• ABOUT THIS TASK
Line by line, transcribe all of the entries exactly.

Segment Start: DATA FOR REVIEW

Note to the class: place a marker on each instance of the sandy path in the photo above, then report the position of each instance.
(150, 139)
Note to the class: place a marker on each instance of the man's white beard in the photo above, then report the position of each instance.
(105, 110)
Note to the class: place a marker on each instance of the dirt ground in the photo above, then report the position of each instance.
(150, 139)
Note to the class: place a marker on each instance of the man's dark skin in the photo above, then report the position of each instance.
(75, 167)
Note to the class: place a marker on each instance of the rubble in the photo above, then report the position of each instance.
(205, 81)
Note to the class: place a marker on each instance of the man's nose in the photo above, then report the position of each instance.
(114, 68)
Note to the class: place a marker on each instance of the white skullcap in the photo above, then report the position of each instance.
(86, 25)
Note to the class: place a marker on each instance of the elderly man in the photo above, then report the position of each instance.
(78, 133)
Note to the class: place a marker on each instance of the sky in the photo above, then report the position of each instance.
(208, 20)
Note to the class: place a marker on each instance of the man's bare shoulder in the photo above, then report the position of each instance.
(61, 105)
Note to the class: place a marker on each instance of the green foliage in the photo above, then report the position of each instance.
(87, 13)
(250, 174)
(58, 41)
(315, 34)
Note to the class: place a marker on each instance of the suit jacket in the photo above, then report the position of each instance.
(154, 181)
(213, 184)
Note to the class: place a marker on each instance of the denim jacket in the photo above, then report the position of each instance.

Segment End: DATA FOR REVIEW

• EXPECTED OUTPUT
Note to the class: place a marker on each instance of the sandy path in the photo above, then report the position of each instance.
(150, 139)
Note to the class: place a marker on each instance of the man's white beard in the photo above, then report the position of each instance.
(105, 110)
Note to the class: place a marker on each instance of the dirt ground in the photo above, then report the position of each instance.
(150, 139)
Note to the class: place a marker on each instance of the man's dark skin in the photo above, then report the position of each instance.
(75, 167)
Note to the class: place a marker on each instance of the rubble in the photo above, then report the position of each instance.
(205, 81)
Note to the class: place a marker on each instance of the man's nose in the photo above, then report the position of each instance.
(114, 68)
Note to the class: place a marker on each instance of the white skullcap in the photo above, then report the position of each instance.
(86, 25)
Note to the class: place a marker on each instance of the elderly man in the photo above, then report the position of each instance.
(78, 133)
Note to the class: place a marker on each instance of the sky in the photo above, then report the position of each instance.
(208, 20)
Note to the class: place a marker on each instance of the man's bare shoulder in the photo above, then report the position of each instance.
(61, 105)
Note to the class: place a marker on each instance of the green foliage in the photo above, then report the position of each instance.
(87, 13)
(250, 174)
(58, 41)
(315, 34)
Note to the class: place a marker on each instance of the suit jacket in the photo above, then report the position of each instance.
(154, 181)
(213, 184)
Note to the class: place a marker on each instance of the denim jacket in the photo above, then report the position of each instance.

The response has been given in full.